▶ PROBLEM TO WORK ON
Determine how many lines of the material below include "Target", and reply with that number alone.
· · · · · · ·
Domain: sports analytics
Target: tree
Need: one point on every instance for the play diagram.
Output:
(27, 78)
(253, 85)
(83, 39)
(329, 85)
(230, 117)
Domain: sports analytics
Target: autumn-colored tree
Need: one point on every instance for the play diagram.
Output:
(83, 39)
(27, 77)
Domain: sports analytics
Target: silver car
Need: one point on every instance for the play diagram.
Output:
· · · · · · ·
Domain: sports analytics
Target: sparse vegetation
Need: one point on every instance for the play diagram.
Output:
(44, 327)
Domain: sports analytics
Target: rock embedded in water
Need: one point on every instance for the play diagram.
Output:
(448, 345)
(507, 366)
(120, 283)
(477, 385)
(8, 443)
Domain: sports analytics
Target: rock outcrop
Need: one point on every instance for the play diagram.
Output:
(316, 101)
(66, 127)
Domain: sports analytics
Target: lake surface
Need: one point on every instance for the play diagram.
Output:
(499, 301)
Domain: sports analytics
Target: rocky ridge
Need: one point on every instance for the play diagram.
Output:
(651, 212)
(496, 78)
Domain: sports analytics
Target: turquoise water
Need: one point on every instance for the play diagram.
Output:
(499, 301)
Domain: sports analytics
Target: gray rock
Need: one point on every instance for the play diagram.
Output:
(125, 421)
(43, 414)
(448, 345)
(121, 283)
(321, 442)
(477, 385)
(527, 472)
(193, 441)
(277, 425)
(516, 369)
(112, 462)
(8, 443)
· · · · · · ·
▶ THE ANSWER
10